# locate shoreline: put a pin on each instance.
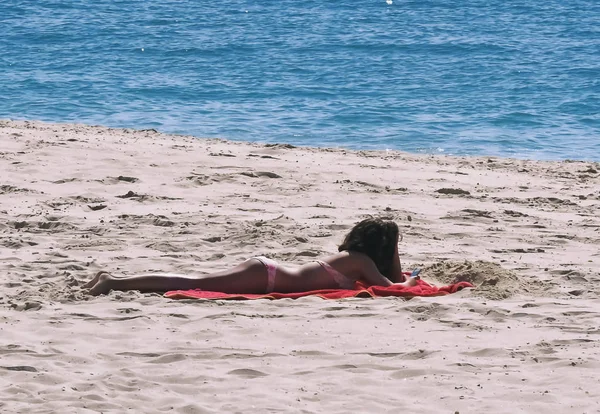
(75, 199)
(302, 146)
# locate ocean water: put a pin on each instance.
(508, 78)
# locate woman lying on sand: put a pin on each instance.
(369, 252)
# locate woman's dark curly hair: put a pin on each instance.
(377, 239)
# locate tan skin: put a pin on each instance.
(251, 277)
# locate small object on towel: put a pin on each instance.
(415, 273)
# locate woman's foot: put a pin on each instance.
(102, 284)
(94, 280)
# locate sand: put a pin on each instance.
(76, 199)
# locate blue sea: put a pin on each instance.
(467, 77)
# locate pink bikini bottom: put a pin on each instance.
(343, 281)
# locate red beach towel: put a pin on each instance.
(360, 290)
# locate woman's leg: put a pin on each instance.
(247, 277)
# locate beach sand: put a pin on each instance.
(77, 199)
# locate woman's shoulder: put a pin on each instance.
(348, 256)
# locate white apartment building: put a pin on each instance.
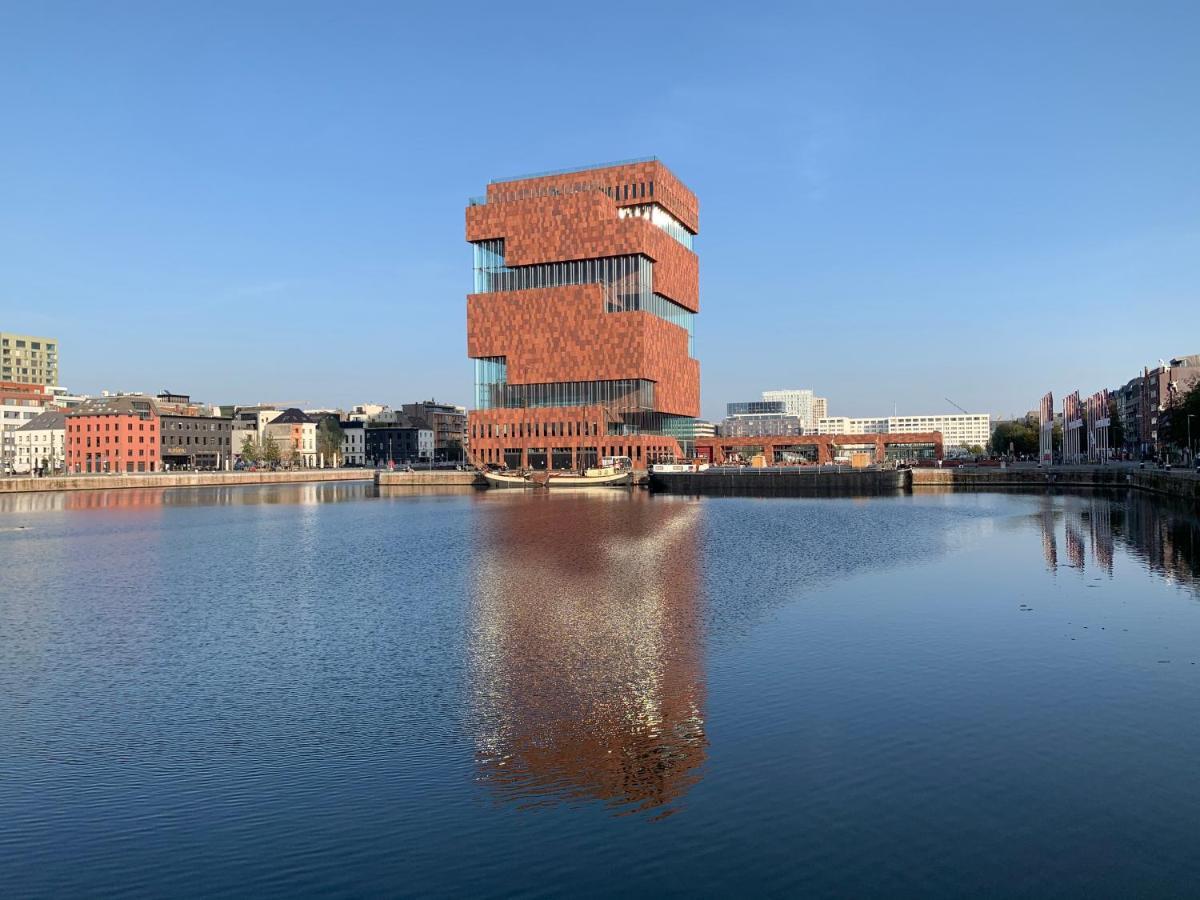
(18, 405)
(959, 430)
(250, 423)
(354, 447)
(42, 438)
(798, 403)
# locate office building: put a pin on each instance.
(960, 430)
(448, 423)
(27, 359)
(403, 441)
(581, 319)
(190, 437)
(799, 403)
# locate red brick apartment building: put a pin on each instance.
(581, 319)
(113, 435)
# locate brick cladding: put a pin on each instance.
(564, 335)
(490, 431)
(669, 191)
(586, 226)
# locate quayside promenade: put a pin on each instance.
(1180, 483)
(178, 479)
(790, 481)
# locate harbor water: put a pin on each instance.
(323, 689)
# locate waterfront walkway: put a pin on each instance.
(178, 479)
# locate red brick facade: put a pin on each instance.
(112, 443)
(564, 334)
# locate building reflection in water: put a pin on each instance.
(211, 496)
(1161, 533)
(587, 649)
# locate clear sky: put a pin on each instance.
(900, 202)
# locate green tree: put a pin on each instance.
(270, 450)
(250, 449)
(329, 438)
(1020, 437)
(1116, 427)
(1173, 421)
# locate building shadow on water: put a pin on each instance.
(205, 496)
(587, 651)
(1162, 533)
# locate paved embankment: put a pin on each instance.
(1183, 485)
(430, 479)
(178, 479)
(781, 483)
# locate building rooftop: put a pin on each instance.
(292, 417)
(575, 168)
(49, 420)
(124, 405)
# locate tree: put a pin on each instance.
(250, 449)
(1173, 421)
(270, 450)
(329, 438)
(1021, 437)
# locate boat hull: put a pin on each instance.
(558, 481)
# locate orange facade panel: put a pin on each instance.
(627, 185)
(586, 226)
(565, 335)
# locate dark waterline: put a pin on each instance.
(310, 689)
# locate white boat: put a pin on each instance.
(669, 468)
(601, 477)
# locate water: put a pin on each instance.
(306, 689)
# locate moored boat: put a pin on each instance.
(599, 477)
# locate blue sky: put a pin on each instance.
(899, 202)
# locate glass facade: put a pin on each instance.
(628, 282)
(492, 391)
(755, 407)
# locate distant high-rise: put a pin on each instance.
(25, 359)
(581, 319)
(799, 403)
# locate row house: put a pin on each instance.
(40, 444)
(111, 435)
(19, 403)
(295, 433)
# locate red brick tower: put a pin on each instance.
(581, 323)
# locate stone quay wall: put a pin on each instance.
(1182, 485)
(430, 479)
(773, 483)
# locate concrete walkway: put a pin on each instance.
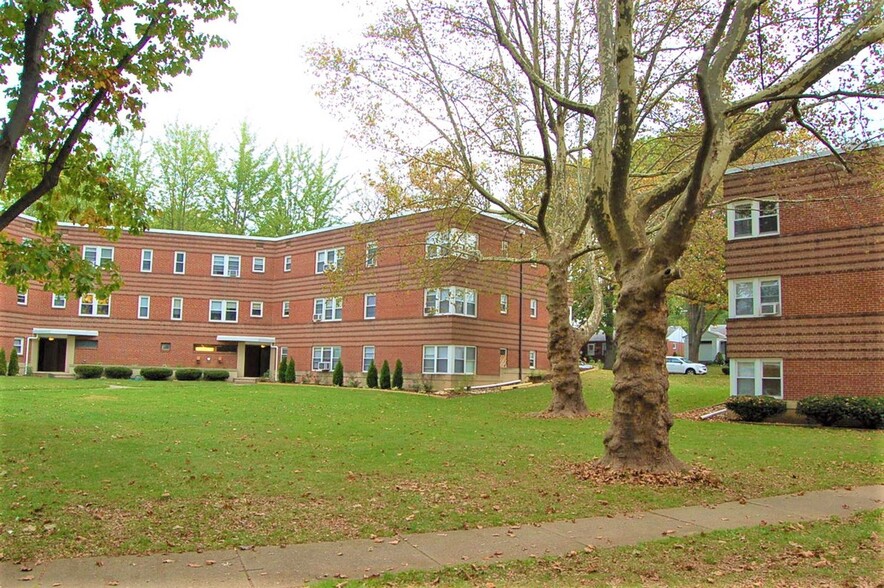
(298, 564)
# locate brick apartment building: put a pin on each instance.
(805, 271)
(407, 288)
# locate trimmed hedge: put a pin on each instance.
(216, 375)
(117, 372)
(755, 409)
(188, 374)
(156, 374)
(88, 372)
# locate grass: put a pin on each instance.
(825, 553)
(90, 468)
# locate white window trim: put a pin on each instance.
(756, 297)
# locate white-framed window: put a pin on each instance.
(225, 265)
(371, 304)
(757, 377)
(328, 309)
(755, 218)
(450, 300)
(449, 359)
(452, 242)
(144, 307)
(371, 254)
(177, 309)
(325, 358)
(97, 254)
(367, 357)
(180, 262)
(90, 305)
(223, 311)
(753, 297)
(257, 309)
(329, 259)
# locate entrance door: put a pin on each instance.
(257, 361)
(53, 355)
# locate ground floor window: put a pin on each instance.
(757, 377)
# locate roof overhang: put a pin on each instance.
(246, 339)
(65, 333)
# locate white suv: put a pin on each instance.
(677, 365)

*TASK GOAL*. Each line of the material needs to be given again exactly, without any of its pictures.

*OUTPUT OF THE TASK*.
# locate shoreline: put a pin on each instance.
(75, 199)
(302, 146)
# locate ocean water: put a pin on each instance.
(508, 78)
# locate woman lying on sand: put a pin on each instance.
(369, 252)
# locate woman's dark curly hair: put a pin on each instance.
(377, 239)
# locate tan skin: put a pin on each instance.
(251, 277)
# locate small object on towel: put a pin on each instance.
(415, 273)
# locate woman's foot: put a pin on each instance.
(102, 284)
(94, 280)
# locate sand: put a pin on each instance.
(76, 199)
# locate blue sea: put a pin on each instance.
(467, 77)
# locate pink bikini bottom: put a pin on each instance.
(343, 281)
# locate red beach towel: put a pin on each instance.
(360, 290)
# locate woman's leg: put a pin on each instance.
(247, 277)
# locate beach sand: put a pin on each instance.
(77, 199)
# locate woman's shoulder: put a pin on each instance.
(348, 256)
# locate white apartment building: put a pin on each instance.
(18, 405)
(959, 430)
(250, 423)
(354, 447)
(42, 438)
(798, 403)
# locate office building: put a pin on each instance.
(960, 430)
(448, 423)
(27, 359)
(403, 441)
(581, 319)
(190, 437)
(799, 403)
# locate red brick apartment building: put a pin on each instance.
(581, 319)
(113, 435)
# locate brick cladding: put a pin on each instance.
(564, 335)
(490, 431)
(669, 191)
(586, 226)
# locate quayside promenade: put a pin on each instance.
(1180, 483)
(178, 479)
(790, 481)
# locate harbor water: put a pin on each instance.
(323, 689)
# locate waterfront walkway: put a pin on each instance.
(178, 479)
# locate red brick facade: put a pin on each instance.
(112, 443)
(564, 334)
# locate building reflection in water: put a pin on each instance.
(211, 496)
(1161, 533)
(587, 649)
# locate clear sky: put a pin on each instance.
(900, 202)
# locate green tree: put a pin on each instance.
(270, 450)
(250, 449)
(329, 438)
(1020, 437)
(1116, 427)
(1173, 421)
# locate building shadow on water: put a pin on each instance.
(205, 496)
(587, 651)
(1162, 533)
# locate paved embankment: put a pin on each instance.
(1183, 485)
(430, 479)
(178, 479)
(781, 483)
# locate building rooftop: put a pin on each instance.
(292, 417)
(575, 168)
(49, 420)
(124, 405)
# locate tree: put a pin on each instance.
(250, 449)
(1173, 421)
(270, 450)
(329, 438)
(1021, 437)
# locate boat hull: put a pin on each instance.
(558, 481)
# locate orange facade panel: put a pin on each instance.
(627, 185)
(586, 226)
(565, 335)
# locate dark waterline: put a pin on each instance.
(310, 689)
# locate white boat: put a pin on each instance.
(669, 468)
(601, 477)
# locate water: put a pin on each instance.
(306, 689)
# locate moored boat: put a pin on each instance.
(599, 477)
# locate blue sky: put a pin on each instance.
(899, 202)
# locate glass facade: put a pin on each instance.
(628, 282)
(492, 391)
(755, 407)
# locate distant high-rise: put a pin on each instance.
(25, 359)
(581, 319)
(799, 403)
# locate row house: put a pin on each instance.
(40, 444)
(111, 435)
(19, 403)
(295, 433)
# locate red brick tower: put a pin on each instance.
(581, 323)
# locate stone quay wall: put a pin on each instance.
(1182, 485)
(430, 479)
(773, 483)
# locate concrete walkway: put a pin on each instance.
(298, 564)
# locate brick apartment building: put a pin on each instance.
(805, 271)
(407, 288)
# locate trimmed hedge: put a pin on each instance.
(216, 375)
(117, 372)
(755, 409)
(188, 374)
(156, 374)
(88, 372)
# locate grass: put a pin on each instance.
(825, 553)
(90, 468)
# locate white window trim: put a pin on each instance.
(756, 297)
# locate white-framed window: put a pin on each instance.
(225, 265)
(371, 304)
(757, 377)
(328, 309)
(755, 218)
(450, 300)
(449, 359)
(452, 242)
(144, 307)
(371, 254)
(177, 309)
(325, 358)
(97, 254)
(367, 357)
(180, 262)
(90, 305)
(223, 311)
(753, 297)
(257, 309)
(329, 259)
# locate entrance door: put a pin on each instance.
(257, 361)
(53, 355)
# locate ground floor window: put a pin on each instance.
(757, 377)
# locate roof overhang: put a pin on each instance.
(246, 339)
(65, 333)
# locate white suv: put a pin on each instance.
(677, 365)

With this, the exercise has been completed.